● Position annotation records
※ ※ ※

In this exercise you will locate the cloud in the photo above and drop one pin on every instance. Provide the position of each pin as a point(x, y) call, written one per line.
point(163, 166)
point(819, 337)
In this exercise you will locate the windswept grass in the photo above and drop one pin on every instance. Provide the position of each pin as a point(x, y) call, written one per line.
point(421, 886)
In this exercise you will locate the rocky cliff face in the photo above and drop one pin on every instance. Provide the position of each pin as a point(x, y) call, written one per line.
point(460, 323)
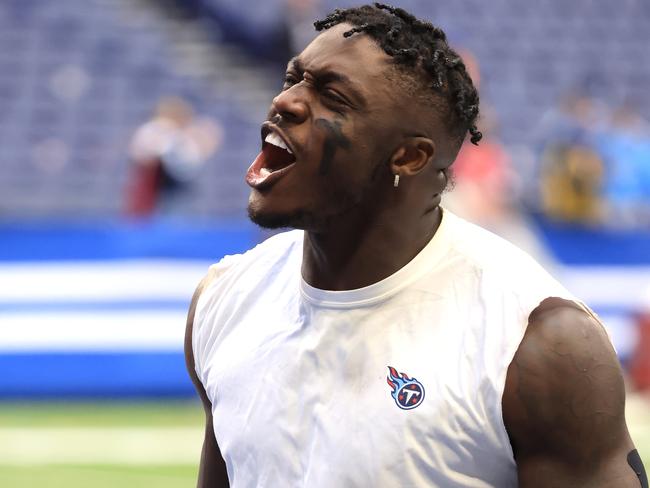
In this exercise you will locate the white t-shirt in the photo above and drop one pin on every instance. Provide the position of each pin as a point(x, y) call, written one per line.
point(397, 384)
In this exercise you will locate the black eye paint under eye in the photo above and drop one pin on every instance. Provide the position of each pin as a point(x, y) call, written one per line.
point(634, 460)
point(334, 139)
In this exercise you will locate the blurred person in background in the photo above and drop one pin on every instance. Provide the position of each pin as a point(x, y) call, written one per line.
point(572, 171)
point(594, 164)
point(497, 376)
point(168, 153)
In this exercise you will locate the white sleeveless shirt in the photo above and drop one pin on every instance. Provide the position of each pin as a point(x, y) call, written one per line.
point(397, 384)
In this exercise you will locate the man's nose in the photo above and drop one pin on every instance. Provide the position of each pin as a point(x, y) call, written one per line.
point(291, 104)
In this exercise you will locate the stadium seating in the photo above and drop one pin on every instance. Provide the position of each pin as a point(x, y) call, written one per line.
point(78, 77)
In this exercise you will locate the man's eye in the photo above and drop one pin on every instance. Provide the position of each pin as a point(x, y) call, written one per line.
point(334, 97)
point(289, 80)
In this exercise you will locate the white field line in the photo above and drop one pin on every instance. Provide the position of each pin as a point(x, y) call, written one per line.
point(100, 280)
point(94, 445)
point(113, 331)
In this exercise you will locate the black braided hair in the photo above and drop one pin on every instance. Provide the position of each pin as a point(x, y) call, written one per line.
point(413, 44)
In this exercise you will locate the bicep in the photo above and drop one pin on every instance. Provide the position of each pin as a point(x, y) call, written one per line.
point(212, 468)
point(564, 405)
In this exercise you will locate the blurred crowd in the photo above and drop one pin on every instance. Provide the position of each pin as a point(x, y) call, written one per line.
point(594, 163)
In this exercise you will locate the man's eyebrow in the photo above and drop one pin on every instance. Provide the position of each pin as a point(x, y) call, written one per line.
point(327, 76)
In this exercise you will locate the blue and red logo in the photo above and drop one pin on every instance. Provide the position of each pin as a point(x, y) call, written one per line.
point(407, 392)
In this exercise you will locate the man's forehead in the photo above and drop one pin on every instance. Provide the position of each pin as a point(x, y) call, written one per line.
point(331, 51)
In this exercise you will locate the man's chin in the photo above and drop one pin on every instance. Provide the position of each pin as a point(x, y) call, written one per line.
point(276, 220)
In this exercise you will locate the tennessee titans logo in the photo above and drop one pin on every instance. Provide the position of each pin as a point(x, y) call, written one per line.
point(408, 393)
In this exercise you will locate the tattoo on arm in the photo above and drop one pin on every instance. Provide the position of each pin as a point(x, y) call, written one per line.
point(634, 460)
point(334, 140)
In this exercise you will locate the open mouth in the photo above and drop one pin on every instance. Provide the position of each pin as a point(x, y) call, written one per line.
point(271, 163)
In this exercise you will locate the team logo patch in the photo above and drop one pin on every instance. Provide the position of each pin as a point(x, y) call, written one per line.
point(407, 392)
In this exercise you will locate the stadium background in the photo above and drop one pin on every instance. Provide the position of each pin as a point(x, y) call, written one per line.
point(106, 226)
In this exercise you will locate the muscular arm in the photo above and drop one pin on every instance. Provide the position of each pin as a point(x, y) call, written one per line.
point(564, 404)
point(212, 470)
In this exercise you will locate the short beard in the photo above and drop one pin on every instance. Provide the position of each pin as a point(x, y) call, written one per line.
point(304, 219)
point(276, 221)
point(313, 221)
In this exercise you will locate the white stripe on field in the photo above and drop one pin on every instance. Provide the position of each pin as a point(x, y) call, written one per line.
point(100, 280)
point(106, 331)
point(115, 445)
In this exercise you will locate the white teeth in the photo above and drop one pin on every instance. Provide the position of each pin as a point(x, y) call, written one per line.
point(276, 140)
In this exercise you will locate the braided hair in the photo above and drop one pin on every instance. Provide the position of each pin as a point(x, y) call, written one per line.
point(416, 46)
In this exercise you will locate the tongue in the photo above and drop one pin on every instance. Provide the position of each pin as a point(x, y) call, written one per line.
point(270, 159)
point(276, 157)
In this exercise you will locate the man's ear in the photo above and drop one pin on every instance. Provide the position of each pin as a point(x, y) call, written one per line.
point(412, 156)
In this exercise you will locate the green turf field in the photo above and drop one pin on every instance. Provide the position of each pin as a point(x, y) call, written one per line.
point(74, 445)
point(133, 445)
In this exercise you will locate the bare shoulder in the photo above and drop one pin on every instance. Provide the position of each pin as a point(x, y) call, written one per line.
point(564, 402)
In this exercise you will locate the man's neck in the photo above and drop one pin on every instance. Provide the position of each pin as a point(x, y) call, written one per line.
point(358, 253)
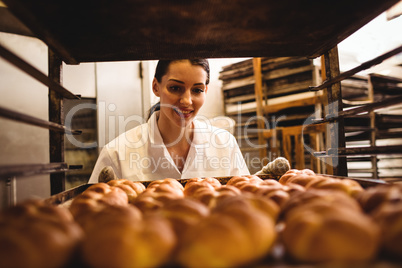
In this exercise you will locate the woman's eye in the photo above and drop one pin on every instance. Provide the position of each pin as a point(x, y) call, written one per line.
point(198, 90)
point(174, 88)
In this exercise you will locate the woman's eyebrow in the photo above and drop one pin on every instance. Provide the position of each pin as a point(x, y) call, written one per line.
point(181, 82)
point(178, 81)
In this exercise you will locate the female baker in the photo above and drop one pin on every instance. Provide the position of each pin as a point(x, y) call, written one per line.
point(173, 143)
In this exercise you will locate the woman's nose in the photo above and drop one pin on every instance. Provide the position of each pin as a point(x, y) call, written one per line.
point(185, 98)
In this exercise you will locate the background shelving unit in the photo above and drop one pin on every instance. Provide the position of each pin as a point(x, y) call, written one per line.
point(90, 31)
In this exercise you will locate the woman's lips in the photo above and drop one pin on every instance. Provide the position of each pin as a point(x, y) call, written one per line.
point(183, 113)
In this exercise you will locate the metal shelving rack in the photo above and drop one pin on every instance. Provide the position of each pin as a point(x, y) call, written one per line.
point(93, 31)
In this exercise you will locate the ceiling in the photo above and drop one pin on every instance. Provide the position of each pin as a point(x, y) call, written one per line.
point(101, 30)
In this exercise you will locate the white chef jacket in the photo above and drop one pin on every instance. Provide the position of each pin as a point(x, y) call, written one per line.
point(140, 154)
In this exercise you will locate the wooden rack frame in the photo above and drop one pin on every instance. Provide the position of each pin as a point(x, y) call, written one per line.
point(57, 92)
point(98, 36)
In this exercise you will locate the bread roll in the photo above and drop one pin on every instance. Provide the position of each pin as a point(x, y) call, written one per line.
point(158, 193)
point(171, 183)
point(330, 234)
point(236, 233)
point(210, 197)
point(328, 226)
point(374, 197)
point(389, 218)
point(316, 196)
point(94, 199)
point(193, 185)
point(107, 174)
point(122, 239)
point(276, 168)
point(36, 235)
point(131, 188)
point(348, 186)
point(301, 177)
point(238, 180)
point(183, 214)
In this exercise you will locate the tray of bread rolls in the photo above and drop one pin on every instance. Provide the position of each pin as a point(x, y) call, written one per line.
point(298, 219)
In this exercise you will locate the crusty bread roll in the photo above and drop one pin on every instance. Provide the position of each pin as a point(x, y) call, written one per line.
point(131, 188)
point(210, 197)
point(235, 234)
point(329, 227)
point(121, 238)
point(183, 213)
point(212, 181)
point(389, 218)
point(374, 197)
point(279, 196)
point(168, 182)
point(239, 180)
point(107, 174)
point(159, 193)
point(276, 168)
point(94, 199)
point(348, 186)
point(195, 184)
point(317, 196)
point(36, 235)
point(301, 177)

※ ※ ※

● Exercise prompt
Please reproduce the records from the start through the line containing "point(334, 139)", inclusive, leaving the pictures out.

● Exercise result
In this exercise you will locate the cloud in the photo above and drop one pin on every instance. Provide the position of each pin as a point(x, y) call, written one per line.
point(163, 166)
point(819, 337)
In this exercise you will locate the windswept grass in the photo above and drop one pin on every instance. Provide the position of each pin as a point(x, y) call, written one per line.
point(421, 886)
In this exercise you will locate the rocky cliff face in the photo above and drop one pin on every instance. Provide the position of each pin as a point(x, y) call, written one per line.
point(460, 323)
In this exercise you will locate the white t-shirt in the photo above and drop one pin on every instance. Provide the position of each pin as a point(x, y) call, written one per line.
point(397, 384)
In this exercise you will locate the black eye paint under eye in the photo above and drop one pin on every instance. Provide the position of each pin as a point(x, y) call, written one per line.
point(634, 460)
point(334, 139)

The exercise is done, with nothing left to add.